Records shown:

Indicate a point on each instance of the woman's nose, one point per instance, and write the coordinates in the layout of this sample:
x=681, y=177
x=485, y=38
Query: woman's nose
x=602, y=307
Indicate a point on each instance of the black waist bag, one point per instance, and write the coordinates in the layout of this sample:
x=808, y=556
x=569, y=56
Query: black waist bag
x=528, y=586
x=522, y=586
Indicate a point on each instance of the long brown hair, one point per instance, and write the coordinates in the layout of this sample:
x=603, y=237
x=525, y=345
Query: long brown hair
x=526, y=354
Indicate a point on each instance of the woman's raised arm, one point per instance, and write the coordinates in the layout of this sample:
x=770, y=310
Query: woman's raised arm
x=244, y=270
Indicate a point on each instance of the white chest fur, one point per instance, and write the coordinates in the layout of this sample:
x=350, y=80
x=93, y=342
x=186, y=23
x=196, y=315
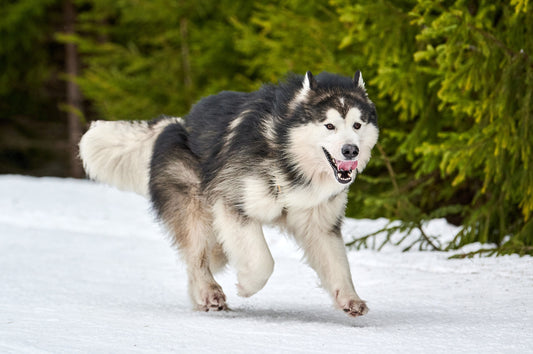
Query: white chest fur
x=266, y=203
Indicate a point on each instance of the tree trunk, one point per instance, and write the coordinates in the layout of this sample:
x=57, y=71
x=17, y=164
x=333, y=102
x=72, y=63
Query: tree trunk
x=74, y=98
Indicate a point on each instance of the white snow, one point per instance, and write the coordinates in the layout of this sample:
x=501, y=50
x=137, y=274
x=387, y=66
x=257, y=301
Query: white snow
x=84, y=268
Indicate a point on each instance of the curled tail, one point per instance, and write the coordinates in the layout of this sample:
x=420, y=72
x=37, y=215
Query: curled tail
x=119, y=152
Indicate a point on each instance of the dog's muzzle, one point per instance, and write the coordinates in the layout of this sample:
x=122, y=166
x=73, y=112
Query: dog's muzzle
x=343, y=170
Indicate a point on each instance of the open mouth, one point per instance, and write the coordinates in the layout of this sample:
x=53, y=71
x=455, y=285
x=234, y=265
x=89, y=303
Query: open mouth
x=342, y=169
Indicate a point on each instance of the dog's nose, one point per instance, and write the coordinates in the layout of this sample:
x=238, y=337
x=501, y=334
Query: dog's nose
x=350, y=151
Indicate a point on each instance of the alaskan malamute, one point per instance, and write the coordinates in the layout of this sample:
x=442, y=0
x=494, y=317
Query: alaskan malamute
x=284, y=155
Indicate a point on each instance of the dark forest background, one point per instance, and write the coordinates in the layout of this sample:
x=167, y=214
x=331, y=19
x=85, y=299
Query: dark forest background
x=452, y=81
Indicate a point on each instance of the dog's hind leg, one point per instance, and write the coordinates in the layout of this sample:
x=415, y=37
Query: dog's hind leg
x=244, y=244
x=189, y=222
x=177, y=198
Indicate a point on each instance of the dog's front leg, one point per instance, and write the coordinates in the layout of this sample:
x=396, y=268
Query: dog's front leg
x=244, y=244
x=325, y=252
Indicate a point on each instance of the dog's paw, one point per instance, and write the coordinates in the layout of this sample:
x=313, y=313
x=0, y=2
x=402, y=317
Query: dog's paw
x=352, y=305
x=211, y=299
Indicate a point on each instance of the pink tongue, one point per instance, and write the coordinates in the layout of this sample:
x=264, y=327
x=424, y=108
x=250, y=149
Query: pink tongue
x=347, y=165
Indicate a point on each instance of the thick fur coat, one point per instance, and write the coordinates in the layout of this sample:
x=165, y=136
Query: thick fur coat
x=283, y=155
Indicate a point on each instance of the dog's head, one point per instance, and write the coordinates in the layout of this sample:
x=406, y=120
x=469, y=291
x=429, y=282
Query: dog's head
x=334, y=126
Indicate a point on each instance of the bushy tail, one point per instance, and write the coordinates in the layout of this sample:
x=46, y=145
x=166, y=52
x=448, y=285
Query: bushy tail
x=119, y=152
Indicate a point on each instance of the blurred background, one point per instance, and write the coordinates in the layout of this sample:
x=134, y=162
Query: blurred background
x=452, y=82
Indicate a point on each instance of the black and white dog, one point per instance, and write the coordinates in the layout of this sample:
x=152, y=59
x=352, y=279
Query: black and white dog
x=283, y=155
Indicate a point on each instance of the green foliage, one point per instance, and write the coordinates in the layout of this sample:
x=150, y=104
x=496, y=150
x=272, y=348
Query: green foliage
x=146, y=58
x=460, y=81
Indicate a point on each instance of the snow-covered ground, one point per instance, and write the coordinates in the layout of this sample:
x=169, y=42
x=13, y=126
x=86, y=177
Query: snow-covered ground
x=84, y=268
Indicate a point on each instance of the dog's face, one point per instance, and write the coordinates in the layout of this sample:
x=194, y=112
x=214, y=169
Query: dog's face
x=340, y=128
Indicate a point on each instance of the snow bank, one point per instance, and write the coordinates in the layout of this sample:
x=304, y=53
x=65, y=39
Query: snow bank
x=84, y=268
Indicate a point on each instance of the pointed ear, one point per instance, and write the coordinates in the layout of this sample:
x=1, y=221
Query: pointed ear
x=309, y=82
x=358, y=80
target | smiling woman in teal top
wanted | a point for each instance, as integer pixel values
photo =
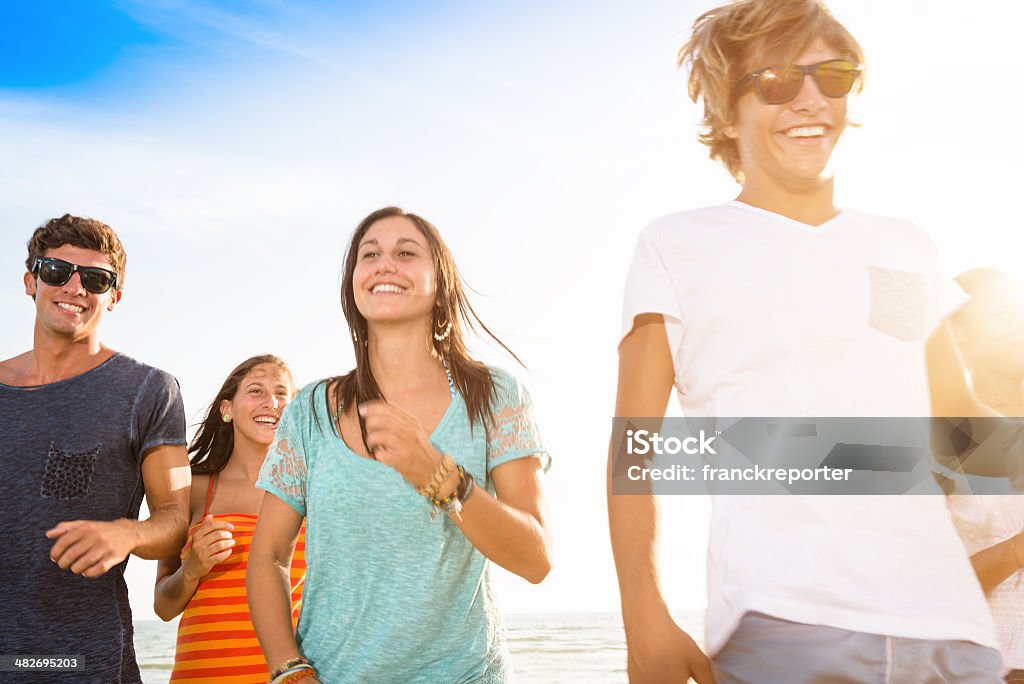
(413, 472)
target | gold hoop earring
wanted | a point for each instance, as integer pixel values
(440, 337)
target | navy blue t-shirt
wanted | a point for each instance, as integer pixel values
(73, 451)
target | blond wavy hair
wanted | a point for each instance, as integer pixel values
(734, 40)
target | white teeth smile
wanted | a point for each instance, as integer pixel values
(806, 132)
(387, 287)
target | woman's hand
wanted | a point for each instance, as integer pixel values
(210, 545)
(397, 439)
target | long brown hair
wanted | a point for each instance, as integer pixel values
(471, 378)
(212, 445)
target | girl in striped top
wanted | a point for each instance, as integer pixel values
(207, 582)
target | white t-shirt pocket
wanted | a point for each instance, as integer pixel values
(899, 303)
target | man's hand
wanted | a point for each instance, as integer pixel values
(90, 548)
(211, 544)
(667, 654)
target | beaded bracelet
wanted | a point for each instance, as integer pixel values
(444, 470)
(288, 665)
(296, 674)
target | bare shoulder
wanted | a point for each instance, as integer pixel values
(14, 371)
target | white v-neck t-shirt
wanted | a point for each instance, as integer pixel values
(767, 316)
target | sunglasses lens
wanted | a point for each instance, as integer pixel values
(836, 78)
(55, 271)
(95, 281)
(777, 86)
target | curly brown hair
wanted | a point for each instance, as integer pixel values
(731, 41)
(87, 233)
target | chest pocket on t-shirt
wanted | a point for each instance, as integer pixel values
(898, 303)
(68, 475)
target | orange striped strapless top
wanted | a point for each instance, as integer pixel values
(216, 640)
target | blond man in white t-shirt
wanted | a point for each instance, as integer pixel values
(779, 303)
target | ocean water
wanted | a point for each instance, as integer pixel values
(547, 648)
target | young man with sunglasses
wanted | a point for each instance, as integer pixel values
(778, 303)
(86, 432)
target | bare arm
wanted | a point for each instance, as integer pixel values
(176, 581)
(267, 580)
(511, 529)
(998, 562)
(658, 650)
(997, 436)
(91, 548)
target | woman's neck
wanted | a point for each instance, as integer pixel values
(401, 358)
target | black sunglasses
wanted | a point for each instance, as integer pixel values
(835, 78)
(57, 271)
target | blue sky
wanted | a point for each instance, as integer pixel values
(233, 146)
(52, 43)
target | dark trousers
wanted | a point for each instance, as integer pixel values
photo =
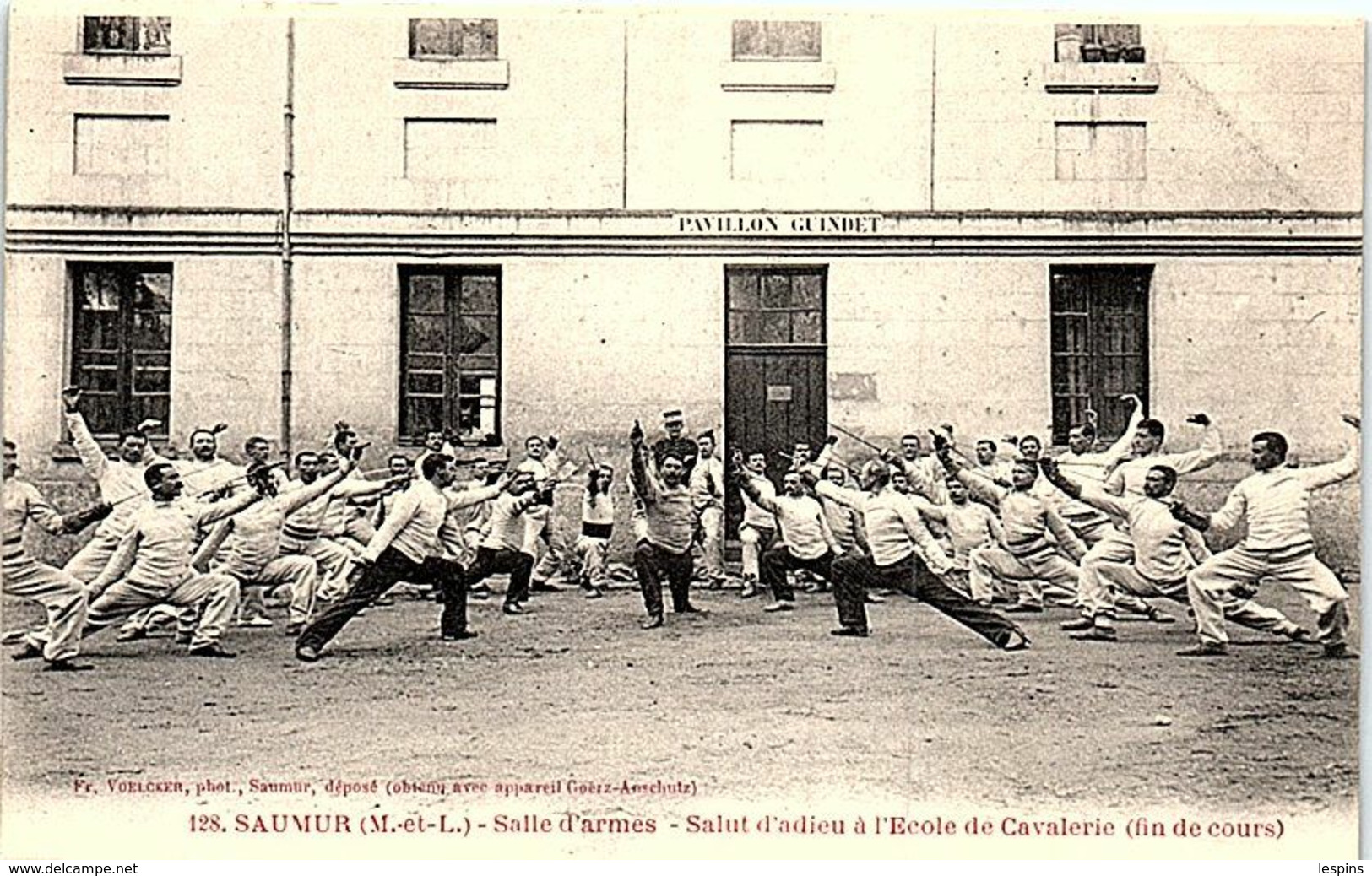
(854, 573)
(653, 564)
(778, 561)
(393, 566)
(516, 564)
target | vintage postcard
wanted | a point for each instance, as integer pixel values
(474, 430)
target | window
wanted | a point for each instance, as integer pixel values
(450, 353)
(449, 149)
(1098, 44)
(454, 37)
(127, 35)
(775, 306)
(121, 351)
(777, 151)
(1099, 343)
(1101, 149)
(775, 40)
(124, 146)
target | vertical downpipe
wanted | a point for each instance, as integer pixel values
(289, 208)
(933, 107)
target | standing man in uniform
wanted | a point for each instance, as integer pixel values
(1165, 551)
(120, 481)
(674, 443)
(707, 487)
(405, 549)
(664, 551)
(1275, 502)
(903, 557)
(61, 595)
(759, 528)
(805, 539)
(153, 564)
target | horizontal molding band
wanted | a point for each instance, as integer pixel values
(515, 248)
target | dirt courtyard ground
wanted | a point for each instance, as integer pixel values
(748, 706)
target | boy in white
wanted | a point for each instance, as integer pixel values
(1275, 500)
(597, 527)
(759, 527)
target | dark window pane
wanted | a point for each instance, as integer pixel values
(426, 333)
(155, 35)
(153, 292)
(480, 295)
(478, 335)
(742, 291)
(151, 332)
(151, 408)
(775, 291)
(151, 380)
(775, 328)
(744, 328)
(807, 291)
(430, 36)
(450, 350)
(122, 339)
(476, 37)
(797, 39)
(98, 331)
(750, 40)
(426, 295)
(426, 383)
(423, 414)
(98, 379)
(807, 328)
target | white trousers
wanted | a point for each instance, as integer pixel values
(301, 575)
(592, 554)
(217, 592)
(59, 594)
(1044, 569)
(753, 540)
(1235, 573)
(713, 544)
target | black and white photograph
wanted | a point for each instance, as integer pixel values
(649, 432)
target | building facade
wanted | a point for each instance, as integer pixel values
(556, 222)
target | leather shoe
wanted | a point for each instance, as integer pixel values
(212, 650)
(1205, 649)
(66, 665)
(1338, 652)
(1098, 634)
(28, 653)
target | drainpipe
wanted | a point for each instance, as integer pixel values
(289, 208)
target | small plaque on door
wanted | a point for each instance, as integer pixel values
(778, 392)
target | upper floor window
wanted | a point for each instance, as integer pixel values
(450, 353)
(454, 37)
(1098, 44)
(775, 40)
(121, 353)
(127, 35)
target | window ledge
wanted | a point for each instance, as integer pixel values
(453, 73)
(146, 70)
(1084, 77)
(761, 76)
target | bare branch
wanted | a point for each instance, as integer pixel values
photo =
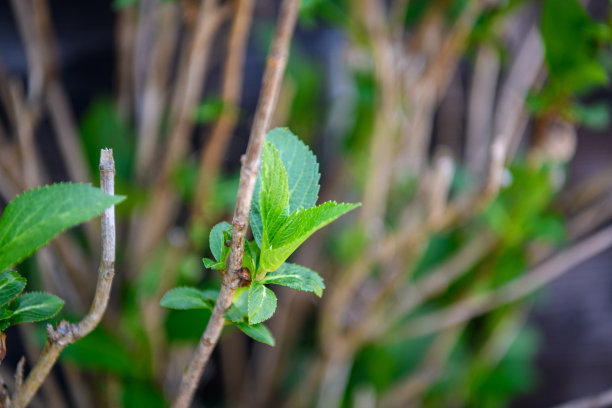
(67, 333)
(275, 69)
(211, 156)
(533, 280)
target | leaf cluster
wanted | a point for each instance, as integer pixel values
(283, 216)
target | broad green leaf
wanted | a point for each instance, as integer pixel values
(297, 277)
(301, 166)
(189, 298)
(34, 307)
(257, 332)
(36, 216)
(237, 314)
(274, 194)
(262, 303)
(11, 284)
(302, 175)
(298, 227)
(217, 239)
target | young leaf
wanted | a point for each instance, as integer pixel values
(262, 303)
(237, 314)
(301, 165)
(189, 298)
(274, 195)
(36, 216)
(11, 285)
(34, 307)
(296, 277)
(302, 174)
(257, 332)
(299, 226)
(216, 239)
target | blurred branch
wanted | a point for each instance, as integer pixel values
(214, 150)
(273, 76)
(191, 80)
(67, 333)
(601, 400)
(533, 280)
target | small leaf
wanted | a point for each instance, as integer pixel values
(36, 216)
(299, 226)
(185, 298)
(210, 264)
(257, 332)
(11, 285)
(216, 239)
(262, 303)
(34, 307)
(296, 277)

Task details: Emit an exact copy of the lines from the line bearing "target | window ledge" through the last line above, inclusive, and leave the images out.

Solution to the problem:
target | window ledge
wanted | a point for each instance, as integer pixel values
(453, 73)
(146, 70)
(1084, 77)
(761, 76)
target | bare branch
wanted | a point for each instance, as integer pixel values
photo =
(67, 333)
(275, 69)
(211, 156)
(533, 280)
target | leaf cluster
wanted | a point for each instance, as integer pixel values
(283, 216)
target | broad green leaf
wanted | a point for each instance, as integer pixel values
(297, 277)
(301, 166)
(189, 298)
(34, 307)
(257, 332)
(36, 216)
(237, 314)
(274, 194)
(262, 303)
(11, 284)
(302, 175)
(298, 227)
(217, 239)
target | young leaf
wanted | a point for each instance, as integer pixel values
(262, 303)
(237, 314)
(301, 165)
(189, 298)
(274, 195)
(36, 216)
(11, 285)
(34, 307)
(296, 277)
(302, 174)
(257, 332)
(299, 226)
(216, 239)
target | blurred branch
wanted | a point for each instance, as integer pixel values
(214, 150)
(273, 76)
(191, 80)
(67, 333)
(601, 400)
(533, 280)
target | small leaf
wanted | a point for each instance, as integer pixel values
(36, 216)
(299, 226)
(185, 298)
(210, 264)
(257, 332)
(11, 285)
(216, 239)
(262, 303)
(34, 307)
(296, 277)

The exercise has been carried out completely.